Information shown Block Start

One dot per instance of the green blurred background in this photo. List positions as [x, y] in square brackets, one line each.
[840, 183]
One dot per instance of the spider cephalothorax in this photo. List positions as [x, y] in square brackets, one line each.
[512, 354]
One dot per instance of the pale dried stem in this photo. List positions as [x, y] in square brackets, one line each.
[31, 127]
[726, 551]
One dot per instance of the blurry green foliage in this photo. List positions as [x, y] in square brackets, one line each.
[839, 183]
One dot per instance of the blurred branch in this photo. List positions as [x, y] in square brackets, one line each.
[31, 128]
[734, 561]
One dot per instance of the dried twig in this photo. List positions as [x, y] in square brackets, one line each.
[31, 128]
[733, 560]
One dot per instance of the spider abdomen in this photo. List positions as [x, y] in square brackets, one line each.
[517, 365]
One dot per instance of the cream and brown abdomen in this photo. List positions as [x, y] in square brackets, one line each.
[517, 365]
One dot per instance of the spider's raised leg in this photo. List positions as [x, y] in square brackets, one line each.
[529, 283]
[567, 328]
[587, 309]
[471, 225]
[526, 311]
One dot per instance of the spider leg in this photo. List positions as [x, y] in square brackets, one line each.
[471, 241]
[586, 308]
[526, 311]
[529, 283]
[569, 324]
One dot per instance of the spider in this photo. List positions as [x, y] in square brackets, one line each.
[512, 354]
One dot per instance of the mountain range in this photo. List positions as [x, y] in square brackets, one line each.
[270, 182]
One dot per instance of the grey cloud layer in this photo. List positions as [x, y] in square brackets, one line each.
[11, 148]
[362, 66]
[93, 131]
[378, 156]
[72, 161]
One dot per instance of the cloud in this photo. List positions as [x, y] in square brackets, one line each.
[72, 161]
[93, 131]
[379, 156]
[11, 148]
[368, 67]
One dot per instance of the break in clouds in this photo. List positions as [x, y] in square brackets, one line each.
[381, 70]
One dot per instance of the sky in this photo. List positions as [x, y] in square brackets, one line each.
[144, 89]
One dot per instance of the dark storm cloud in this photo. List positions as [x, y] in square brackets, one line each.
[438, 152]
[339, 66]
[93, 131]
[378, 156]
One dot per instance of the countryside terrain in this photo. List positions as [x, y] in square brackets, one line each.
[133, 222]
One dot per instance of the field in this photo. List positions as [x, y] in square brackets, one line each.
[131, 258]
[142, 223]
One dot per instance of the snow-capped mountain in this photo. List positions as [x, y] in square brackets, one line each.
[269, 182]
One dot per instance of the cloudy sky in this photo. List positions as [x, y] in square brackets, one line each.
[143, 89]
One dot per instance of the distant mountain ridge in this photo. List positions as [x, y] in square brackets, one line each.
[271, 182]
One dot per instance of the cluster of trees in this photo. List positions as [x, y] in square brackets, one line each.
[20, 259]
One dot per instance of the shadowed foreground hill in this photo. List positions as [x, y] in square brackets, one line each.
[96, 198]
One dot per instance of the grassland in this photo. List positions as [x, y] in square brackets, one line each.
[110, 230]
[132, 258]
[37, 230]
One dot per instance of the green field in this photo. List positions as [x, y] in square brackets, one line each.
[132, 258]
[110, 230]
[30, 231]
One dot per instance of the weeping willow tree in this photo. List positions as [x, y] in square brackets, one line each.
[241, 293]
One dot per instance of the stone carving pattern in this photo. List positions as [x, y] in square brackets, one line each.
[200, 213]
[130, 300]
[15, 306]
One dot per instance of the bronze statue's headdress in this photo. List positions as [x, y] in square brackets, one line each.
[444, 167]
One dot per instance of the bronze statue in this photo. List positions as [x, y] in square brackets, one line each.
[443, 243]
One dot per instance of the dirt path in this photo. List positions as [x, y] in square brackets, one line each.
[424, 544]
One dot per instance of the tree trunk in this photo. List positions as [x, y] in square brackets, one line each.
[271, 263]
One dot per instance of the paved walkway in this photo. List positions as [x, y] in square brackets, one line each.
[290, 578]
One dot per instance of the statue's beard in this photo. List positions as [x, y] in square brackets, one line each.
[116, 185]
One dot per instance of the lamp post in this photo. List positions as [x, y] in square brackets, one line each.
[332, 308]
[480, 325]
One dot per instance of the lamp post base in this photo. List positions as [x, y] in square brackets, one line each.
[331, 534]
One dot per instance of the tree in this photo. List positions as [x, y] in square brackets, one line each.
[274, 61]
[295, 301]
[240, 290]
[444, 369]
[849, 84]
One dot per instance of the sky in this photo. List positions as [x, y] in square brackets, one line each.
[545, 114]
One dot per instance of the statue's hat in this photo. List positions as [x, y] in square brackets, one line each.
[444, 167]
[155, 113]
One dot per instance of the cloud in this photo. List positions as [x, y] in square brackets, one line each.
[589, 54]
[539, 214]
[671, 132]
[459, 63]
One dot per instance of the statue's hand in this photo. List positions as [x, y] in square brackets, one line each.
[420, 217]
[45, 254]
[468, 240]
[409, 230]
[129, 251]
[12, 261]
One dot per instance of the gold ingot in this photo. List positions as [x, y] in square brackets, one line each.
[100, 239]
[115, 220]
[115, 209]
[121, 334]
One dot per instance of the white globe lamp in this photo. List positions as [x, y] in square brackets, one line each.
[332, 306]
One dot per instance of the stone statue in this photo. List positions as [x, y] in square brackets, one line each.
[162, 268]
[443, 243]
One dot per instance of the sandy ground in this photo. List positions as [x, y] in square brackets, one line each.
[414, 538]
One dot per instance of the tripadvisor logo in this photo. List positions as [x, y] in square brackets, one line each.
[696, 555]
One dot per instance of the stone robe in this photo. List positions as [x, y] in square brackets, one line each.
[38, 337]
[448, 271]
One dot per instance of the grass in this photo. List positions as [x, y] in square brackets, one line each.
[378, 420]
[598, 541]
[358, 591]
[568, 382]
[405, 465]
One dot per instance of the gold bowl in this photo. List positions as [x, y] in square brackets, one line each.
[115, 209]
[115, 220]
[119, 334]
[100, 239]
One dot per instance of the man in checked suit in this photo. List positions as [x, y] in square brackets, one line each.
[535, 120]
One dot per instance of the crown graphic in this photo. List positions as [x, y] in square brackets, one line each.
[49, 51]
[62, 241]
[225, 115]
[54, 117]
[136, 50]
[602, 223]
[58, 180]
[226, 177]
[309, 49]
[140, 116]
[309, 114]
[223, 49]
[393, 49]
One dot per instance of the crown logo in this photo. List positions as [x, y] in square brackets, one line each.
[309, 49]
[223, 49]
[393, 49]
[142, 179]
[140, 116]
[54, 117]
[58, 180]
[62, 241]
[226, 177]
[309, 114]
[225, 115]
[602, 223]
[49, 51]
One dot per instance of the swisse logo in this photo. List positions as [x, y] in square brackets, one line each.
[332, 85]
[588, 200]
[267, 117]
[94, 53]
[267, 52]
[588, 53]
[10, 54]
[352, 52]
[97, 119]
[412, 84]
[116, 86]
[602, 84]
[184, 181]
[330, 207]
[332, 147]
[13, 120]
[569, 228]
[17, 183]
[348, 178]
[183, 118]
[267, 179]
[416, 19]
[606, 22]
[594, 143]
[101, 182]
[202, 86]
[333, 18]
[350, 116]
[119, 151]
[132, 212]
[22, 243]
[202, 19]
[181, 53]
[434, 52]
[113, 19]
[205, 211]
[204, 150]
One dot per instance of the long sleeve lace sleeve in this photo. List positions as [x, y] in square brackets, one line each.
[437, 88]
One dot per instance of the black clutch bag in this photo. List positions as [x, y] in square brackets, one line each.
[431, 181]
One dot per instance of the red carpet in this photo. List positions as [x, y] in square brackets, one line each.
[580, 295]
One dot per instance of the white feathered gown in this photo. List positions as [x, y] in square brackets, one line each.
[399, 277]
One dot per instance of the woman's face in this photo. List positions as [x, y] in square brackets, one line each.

Information shown Block End

- **Work task**:
All of the entries must be printed again exactly as given.

- **Response to the exercise**:
One dot per instance of the green blurred background in this photo. List positions as [x, y] in square brackets, one line each.
[840, 183]
One dot per instance of the spider cephalothorax in this photo. List positions as [x, y] in square brackets, one line each.
[512, 354]
One dot per instance of the pale dried stem in this photo. List positions as [x, y] in square brackets, one line each.
[31, 127]
[726, 551]
One dot per instance of the blurry green foliage in this photo. List positions as [x, y] in square brackets, one line each.
[839, 183]
One dot per instance of the blurred branch in this photo. List positions as [x, y] in square brackets, one line each.
[31, 128]
[734, 561]
One dot per instance of the dried twig in this photo. List positions as [x, y] in square brackets, one line each.
[31, 128]
[733, 560]
One dot per instance of the spider abdomen in this photo. List positions as [x, y] in square brackets, one line each.
[517, 365]
One dot per instance of the cream and brown abdomen in this photo. List positions as [x, y] in square brackets, one line each.
[517, 365]
One dot per instance of the spider's raised leg in this photo. List positions as [x, y] in square brackets, one line each.
[529, 283]
[567, 328]
[587, 309]
[471, 225]
[526, 311]
One dot per instance of the spider leg in this photo. List positions as [x, y] in square brackets, one line each.
[471, 241]
[586, 308]
[526, 311]
[529, 283]
[569, 324]
One dot per instance of the spider in this photo. List positions as [x, y] in square brackets, one line each.
[512, 354]
One dot per instance of the mountain range in this photo. List positions as [x, y] in square brackets, one line each.
[270, 182]
One dot per instance of the grey cloud layer in this photo. List positions as [x, y] in square brackets, one line each.
[11, 148]
[362, 66]
[93, 131]
[378, 156]
[72, 161]
One dot per instance of the cloud in this photo. List positions as [x, y] in square brackets, one line each.
[72, 161]
[93, 131]
[379, 156]
[11, 148]
[368, 67]
One dot per instance of the break in clouds in this photo. List positions as [x, y] in square brackets, one line each.
[381, 70]
One dot per instance of the sky in this photo. List positions as [x, y] in square brackets, one line each.
[144, 89]
One dot per instance of the dark storm cloud in this photo. List positions as [x, y] in square brackets, one line each.
[438, 152]
[339, 66]
[93, 131]
[378, 156]
One dot per instance of the countryside terrain in this photo. List positions as [x, y] in square brackets, one line each.
[133, 222]
One dot per instance of the field in this photo. List positions as [x, y] in square brackets, one line each.
[131, 258]
[142, 223]
One dot per instance of the snow-capped mountain in this photo. List positions as [x, y] in square brackets, one line each.
[269, 182]
One dot per instance of the cloudy sky in this photo. List positions as [x, y] in square brackets, one line each.
[143, 89]
One dot per instance of the distant mountain ridge in this photo. List positions as [x, y] in square brackets, one line each.
[271, 182]
One dot per instance of the cluster of trees in this photo. List positions as [x, y] in square brackets, one line each.
[20, 259]
One dot per instance of the shadowed foreground hill in this photo. List positions as [x, y] in square brackets, one line each.
[96, 198]
One dot per instance of the grassland in this photo. List positions as [x, y] in square brackets, one line each.
[110, 230]
[132, 258]
[37, 230]
One dot per instance of the green field in this photo. List positions as [x, y] in square brackets, one line each.
[132, 258]
[110, 230]
[30, 231]
One dot per instance of the weeping willow tree in this photo. List positions as [x, y] in square brackets, one line each.
[241, 293]
One dot per instance of the stone carving pattern in this photo. List positions as [x, y] in square brackets, one line each.
[200, 213]
[130, 300]
[15, 306]
One dot per instance of the bronze statue's headdress in this photo. List positions as [x, y] in square brackets, one line each.
[444, 167]
One dot per instance of the bronze statue in this photo. List positions as [x, y] in square brackets, one line each.
[443, 243]
One dot per instance of the dirt path in this photo. List positions as [x, y] in square brackets, one line each.
[424, 544]
One dot per instance of the tree trunk in this photo. List positions as [x, y] in square brackets, one line each.
[271, 263]
One dot per instance of the paved walkway in this photo. List positions as [x, y] in square brackets, one line each.
[290, 578]
One dot per instance of the statue's beard in this photo. List positions as [x, y] in square brackets, one line each.
[116, 185]
One dot per instance of the lamp post in this photo. List positions as [x, y] in square brackets, one line each.
[332, 308]
[480, 325]
One dot per instance of the lamp post base in this photo. List positions as [x, y] in square brackets, one line each.
[331, 534]
One dot per instance of the tree in this photo. List positions as [x, y] in square brackets, one line each.
[274, 61]
[295, 301]
[240, 290]
[444, 369]
[849, 84]
One dot per instance of the sky in this photo. List positions as [x, y] in square brackets, one line each.
[545, 114]
One dot per instance of the statue's hat in this photo. List positions as [x, y] in square brackets, one line each.
[444, 167]
[155, 113]
One dot per instance of the cloud in this photo. List positions as [x, y] in square brackets, one line each.
[589, 54]
[539, 214]
[671, 132]
[459, 63]
One dot per instance of the statue's hand in this photo. List positions as [x, y] in square brackets, one line each.
[420, 217]
[45, 254]
[468, 240]
[409, 230]
[129, 251]
[12, 261]
One dot per instance of the gold ingot in this photo. List positions as [x, y] in square brackets, one line each.
[100, 239]
[115, 220]
[115, 209]
[121, 334]
One dot per instance of the white globe lamp in this photo. List positions as [x, y] in square brackets, one line each.
[332, 306]
One dot per instance of the stone statue in this photo. List positions as [x, y] in square brackets, one line each.
[162, 268]
[443, 243]
One dot per instance of the sandy ground in this photo. List positions as [x, y] in square brackets, one line each.
[414, 538]
One dot per instance of the tripadvisor logo in this photo. List positions as [x, y] in square brackets, one line each.
[696, 555]
One dot per instance of the stone robe in this photo. List positions as [x, y] in square brackets, one line each.
[38, 337]
[448, 271]
One dot per instance of the grass in this photo. List positions as [x, y] in square brackets, one line each.
[378, 420]
[598, 541]
[358, 591]
[568, 382]
[405, 465]
One dot per instance of the gold bowl in this photo. List positions as [x, y] in square brackets, one line each.
[115, 209]
[115, 220]
[119, 334]
[100, 239]
One dot per instance of the man in checked suit in this photo. List positions as [x, y] in square brackets, one line each.
[535, 120]
One dot per instance of the crown graphic in this photo. List positions as [x, y] in square brackets, one line each.
[49, 51]
[62, 241]
[225, 115]
[54, 117]
[136, 50]
[602, 223]
[58, 180]
[226, 177]
[309, 49]
[140, 116]
[309, 114]
[223, 49]
[393, 49]
One dot per instance of the crown logo in this photo. List positions as [x, y] in square brackets, one line each.
[309, 49]
[223, 49]
[393, 49]
[142, 179]
[140, 116]
[54, 117]
[58, 180]
[62, 241]
[226, 177]
[309, 114]
[225, 115]
[602, 223]
[49, 51]
One dot per instance of the swisse logo in this photo. List positions as [x, y] in square brackets, one line each.
[332, 85]
[588, 200]
[267, 117]
[94, 53]
[267, 52]
[588, 53]
[10, 54]
[352, 52]
[97, 119]
[412, 84]
[116, 86]
[602, 84]
[184, 181]
[330, 207]
[332, 147]
[13, 120]
[569, 228]
[17, 183]
[348, 178]
[183, 118]
[267, 179]
[416, 19]
[606, 22]
[594, 143]
[101, 182]
[202, 86]
[333, 18]
[350, 116]
[119, 151]
[132, 212]
[22, 243]
[202, 19]
[181, 53]
[434, 52]
[113, 19]
[205, 211]
[204, 150]
One dot per instance of the long sleeve lace sleeve in this photo. List positions as [x, y] in square brackets, one line each.
[437, 88]
One dot per instance of the black clutch bag in this photo. List positions as [x, y] in square brackets, one line each.
[431, 181]
One dot per instance of the red carpet in this photo. List positions as [x, y] in square brackets, one line each.
[580, 295]
One dot per instance of the white feathered gown in this photo. List positions as [x, y] in square brackets, one line each.
[399, 277]
One dot per instance of the woman's face in this photo. List positions as [x, y] in square brackets, one line each.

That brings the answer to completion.